-- begin Recorded data --

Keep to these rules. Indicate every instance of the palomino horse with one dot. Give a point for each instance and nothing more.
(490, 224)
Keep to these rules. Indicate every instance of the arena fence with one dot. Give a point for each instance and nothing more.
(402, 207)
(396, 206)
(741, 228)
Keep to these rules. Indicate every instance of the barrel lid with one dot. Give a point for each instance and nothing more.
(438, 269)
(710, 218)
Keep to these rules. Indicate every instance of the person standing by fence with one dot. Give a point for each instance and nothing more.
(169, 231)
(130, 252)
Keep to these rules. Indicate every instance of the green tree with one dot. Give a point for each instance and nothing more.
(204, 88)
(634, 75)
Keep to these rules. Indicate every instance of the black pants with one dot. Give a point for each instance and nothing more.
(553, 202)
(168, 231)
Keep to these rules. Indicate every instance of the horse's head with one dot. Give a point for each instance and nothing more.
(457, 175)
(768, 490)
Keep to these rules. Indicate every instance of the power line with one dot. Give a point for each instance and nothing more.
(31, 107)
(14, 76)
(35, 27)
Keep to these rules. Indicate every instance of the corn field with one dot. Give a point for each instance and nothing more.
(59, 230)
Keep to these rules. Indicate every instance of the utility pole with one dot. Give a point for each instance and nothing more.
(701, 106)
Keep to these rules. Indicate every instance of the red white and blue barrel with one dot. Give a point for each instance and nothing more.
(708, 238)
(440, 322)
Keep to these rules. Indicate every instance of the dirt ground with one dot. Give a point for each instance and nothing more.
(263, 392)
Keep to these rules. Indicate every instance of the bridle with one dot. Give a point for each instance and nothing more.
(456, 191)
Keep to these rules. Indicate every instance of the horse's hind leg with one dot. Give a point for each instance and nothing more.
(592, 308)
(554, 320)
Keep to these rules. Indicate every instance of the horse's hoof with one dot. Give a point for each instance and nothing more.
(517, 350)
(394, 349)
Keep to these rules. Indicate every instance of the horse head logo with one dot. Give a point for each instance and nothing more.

-- end Recorded data --

▶ **Exercise directions**:
Return all of the entries exactly as written.

▶ **Answer to the problem**:
Keep to these rules. Indicate every instance of the palomino horse with one dot. Give a point for each instance and nothing more.
(490, 224)
Keep to these rules. Indicate every instance of the arena fence with one dot. Give a point for each instance and nothing more.
(402, 207)
(396, 206)
(741, 228)
Keep to these rules. Indicate every instance of the barrel lid with one dot. Give a point for each instance and nothing more.
(438, 269)
(710, 218)
Keep to these rules. Indicate every instance of the person standing by fence with one dot. Give a point for each instance and nothing more.
(169, 231)
(130, 252)
Keep to these rules. Indicate every instance of the green tree with one dot. Give a point for each instance and nothing more.
(204, 88)
(634, 75)
Keep to these rules. Indicate every instance of the black pants with one dot. Give a point for each instance and nothing more.
(553, 202)
(168, 231)
Keep to these rules. Indicate every instance of the horse's head with one dot. Give a point for each instance and nothing more.
(457, 175)
(768, 490)
Keep to these rules. Indicate every instance of the power line with one dot. Give a point for each instance and nothing more.
(31, 107)
(14, 76)
(35, 27)
Keep to these rules. Indicate every instance of the corn field with one dot. Give a point for each instance and nothing more.
(59, 230)
Keep to these rules. Indicate every instance of the utility pole with one dot. Give a point for each instance and nothing more.
(701, 106)
Keep to these rules. Indicate every instance of the red white and blue barrel with one dot. Give a point for each instance and nothing more.
(708, 238)
(440, 322)
Keep to these rules. Indicate every instance of the dirt ground with one dot. Give a point for each instance and nothing more.
(263, 392)
Keep to these rules. Indicate every instance of the bridle with one dot. Give a point for each instance and nothing more.
(456, 191)
Keep to these rules. Indicate every instance of the horse's hind leg with one dot. Give a point for each instance and nothing more.
(592, 308)
(554, 320)
Keep to these rules. Indicate every instance of the horse's hoof with one dot. Give a point for each instance and nothing more.
(517, 350)
(394, 349)
Keep to these rules. Indicate every instance of the horse head logo with one dot. Give a point for each instance and nothing more.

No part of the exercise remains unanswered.